Dataset records on where objects are located:
**********
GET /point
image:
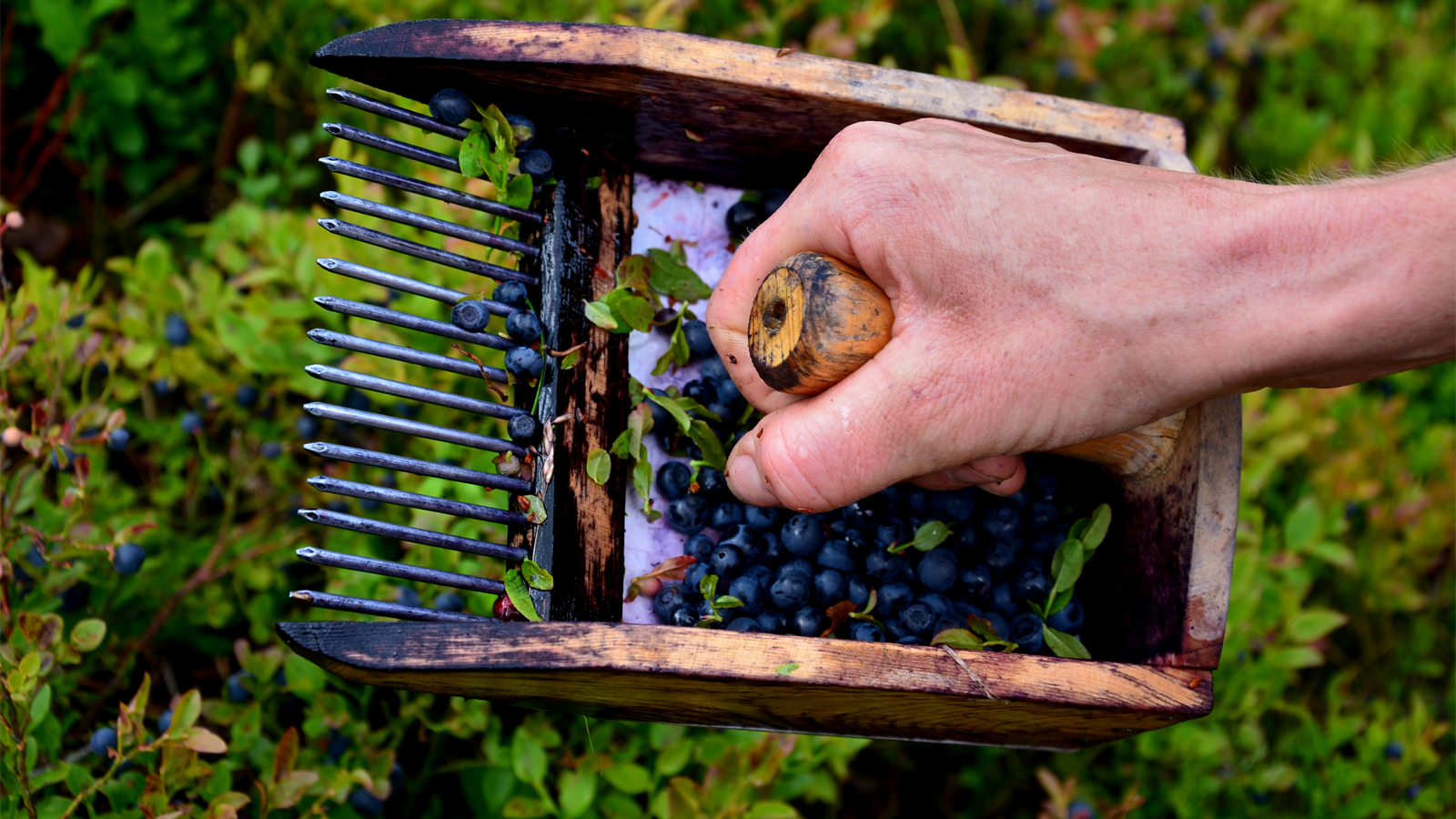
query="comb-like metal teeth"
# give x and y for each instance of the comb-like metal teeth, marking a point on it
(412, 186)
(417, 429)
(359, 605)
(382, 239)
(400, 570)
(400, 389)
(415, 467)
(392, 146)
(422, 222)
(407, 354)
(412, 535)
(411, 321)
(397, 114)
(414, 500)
**********
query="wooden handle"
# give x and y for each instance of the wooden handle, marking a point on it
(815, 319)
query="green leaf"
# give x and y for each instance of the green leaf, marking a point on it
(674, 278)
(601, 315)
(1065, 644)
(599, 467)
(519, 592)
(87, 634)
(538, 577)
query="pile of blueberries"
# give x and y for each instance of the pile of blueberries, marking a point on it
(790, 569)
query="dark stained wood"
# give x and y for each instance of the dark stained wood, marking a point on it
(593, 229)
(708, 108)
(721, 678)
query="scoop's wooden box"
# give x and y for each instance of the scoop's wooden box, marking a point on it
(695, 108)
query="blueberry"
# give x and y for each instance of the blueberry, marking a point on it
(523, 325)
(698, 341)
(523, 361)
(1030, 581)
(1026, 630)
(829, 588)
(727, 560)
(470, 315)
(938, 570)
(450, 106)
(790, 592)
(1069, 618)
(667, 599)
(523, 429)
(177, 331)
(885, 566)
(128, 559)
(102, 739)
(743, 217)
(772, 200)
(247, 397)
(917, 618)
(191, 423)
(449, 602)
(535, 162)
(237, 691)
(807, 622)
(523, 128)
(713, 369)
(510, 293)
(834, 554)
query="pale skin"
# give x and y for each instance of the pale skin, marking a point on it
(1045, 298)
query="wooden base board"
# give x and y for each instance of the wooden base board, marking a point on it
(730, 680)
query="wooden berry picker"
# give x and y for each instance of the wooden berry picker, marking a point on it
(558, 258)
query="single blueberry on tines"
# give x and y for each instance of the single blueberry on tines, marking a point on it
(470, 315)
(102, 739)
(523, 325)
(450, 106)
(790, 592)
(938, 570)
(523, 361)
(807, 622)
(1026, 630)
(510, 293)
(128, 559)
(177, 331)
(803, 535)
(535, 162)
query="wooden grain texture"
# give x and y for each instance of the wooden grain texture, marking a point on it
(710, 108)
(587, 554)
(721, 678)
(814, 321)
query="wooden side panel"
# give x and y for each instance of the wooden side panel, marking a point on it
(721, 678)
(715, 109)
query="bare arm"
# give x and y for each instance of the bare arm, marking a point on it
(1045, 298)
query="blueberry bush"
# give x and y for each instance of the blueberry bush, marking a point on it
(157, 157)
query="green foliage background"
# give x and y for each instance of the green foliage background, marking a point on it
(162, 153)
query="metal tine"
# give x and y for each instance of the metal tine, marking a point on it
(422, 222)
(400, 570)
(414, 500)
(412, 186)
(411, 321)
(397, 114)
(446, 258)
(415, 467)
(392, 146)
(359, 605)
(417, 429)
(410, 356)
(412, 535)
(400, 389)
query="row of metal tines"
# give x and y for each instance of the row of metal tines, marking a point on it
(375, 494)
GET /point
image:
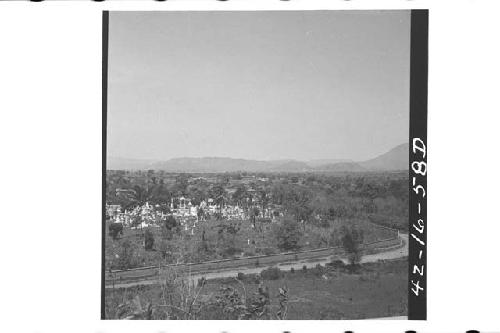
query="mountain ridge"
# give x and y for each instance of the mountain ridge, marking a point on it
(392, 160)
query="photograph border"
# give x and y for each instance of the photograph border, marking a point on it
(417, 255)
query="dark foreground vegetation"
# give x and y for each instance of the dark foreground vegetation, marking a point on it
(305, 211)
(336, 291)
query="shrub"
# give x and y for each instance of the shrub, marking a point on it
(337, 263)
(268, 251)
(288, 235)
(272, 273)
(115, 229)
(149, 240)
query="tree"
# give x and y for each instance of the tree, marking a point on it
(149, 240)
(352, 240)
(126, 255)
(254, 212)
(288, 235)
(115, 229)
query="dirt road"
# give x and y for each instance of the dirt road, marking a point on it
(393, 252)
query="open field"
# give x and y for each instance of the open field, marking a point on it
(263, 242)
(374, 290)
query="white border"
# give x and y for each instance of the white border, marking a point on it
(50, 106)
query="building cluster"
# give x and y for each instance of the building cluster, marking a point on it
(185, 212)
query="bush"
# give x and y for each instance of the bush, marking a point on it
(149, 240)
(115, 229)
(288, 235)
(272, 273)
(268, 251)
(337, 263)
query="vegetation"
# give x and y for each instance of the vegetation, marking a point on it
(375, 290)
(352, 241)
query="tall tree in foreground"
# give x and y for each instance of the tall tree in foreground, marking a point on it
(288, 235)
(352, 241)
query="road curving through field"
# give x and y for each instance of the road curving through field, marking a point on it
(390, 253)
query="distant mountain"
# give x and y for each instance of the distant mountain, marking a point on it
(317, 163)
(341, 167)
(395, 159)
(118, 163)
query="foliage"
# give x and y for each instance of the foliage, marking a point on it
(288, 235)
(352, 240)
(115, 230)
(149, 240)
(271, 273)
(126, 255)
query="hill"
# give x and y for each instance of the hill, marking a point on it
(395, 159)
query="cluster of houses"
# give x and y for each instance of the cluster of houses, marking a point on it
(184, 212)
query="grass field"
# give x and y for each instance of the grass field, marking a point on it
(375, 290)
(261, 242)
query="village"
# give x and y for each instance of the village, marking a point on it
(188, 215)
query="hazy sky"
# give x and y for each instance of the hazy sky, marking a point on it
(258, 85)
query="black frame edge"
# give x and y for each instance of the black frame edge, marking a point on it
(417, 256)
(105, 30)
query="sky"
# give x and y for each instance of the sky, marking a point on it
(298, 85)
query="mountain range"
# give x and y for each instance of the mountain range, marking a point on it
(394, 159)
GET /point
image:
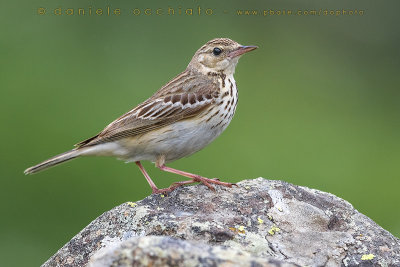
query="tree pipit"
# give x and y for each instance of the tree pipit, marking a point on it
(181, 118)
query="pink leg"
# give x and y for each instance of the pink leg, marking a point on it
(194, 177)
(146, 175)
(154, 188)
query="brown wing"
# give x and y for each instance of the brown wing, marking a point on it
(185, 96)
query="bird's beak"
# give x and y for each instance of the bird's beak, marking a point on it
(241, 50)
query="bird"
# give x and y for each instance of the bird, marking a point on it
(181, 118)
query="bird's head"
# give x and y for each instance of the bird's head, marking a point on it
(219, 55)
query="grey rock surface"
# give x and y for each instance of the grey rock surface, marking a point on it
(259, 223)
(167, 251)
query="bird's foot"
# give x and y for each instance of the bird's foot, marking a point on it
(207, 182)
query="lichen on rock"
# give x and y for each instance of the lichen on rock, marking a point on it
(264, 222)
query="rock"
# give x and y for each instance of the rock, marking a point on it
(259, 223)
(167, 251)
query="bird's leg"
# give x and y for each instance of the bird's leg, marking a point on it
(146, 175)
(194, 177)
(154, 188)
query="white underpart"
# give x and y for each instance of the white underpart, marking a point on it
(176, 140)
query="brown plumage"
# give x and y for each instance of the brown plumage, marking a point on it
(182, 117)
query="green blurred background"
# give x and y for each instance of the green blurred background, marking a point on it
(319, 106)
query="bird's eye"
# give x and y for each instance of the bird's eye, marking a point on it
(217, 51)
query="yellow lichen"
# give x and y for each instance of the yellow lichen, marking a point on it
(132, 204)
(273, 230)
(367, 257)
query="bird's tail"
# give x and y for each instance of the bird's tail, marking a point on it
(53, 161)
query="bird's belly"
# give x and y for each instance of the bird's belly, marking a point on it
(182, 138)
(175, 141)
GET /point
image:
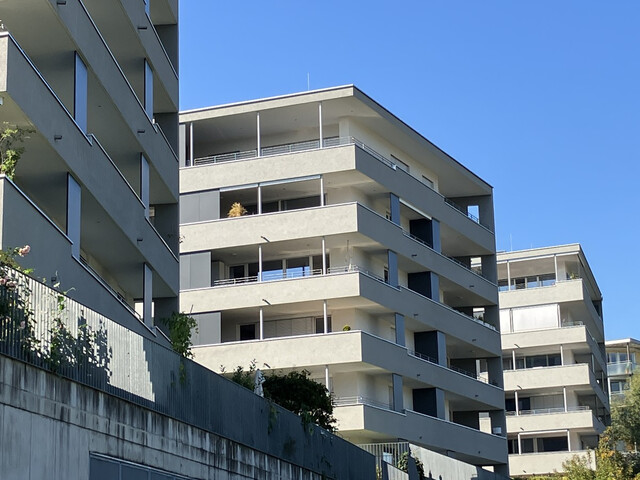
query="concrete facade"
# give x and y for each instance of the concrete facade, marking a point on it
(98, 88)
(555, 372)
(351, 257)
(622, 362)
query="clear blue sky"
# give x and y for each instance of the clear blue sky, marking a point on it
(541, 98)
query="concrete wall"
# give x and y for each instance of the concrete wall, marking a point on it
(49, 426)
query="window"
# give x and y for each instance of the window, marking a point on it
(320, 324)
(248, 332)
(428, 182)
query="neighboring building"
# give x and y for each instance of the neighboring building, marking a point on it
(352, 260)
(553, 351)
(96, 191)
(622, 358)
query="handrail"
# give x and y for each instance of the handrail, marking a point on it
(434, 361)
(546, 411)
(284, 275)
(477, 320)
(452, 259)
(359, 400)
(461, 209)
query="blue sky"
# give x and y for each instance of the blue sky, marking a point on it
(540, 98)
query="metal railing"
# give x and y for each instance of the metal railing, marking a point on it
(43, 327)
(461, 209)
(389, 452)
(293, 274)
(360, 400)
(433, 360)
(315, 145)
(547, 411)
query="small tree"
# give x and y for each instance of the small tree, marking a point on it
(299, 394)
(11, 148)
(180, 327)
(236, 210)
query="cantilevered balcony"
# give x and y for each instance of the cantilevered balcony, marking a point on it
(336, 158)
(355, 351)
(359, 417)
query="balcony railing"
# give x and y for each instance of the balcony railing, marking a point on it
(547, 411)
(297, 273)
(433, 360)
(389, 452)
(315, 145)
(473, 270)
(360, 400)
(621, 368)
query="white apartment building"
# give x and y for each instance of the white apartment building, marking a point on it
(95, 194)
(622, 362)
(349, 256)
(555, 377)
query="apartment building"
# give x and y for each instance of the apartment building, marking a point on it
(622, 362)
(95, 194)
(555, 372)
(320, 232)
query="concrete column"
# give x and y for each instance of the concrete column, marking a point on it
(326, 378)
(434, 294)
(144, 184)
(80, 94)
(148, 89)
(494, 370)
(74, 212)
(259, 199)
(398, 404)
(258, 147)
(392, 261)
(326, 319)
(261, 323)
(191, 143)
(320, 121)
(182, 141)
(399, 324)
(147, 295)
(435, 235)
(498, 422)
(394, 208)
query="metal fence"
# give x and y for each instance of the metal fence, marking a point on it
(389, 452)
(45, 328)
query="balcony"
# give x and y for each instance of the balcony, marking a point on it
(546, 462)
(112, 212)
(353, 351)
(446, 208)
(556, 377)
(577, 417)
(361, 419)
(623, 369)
**********
# [EXERCISE AIM]
List each line in the records above that contains the string "foliage". Case counts.

# [TASK SOLUTION]
query="green foliage background"
# give x and y for each instance of the green foliage background, marking a point on it
query="foliage"
# give x and y for each instance of the foliage, marking a point on it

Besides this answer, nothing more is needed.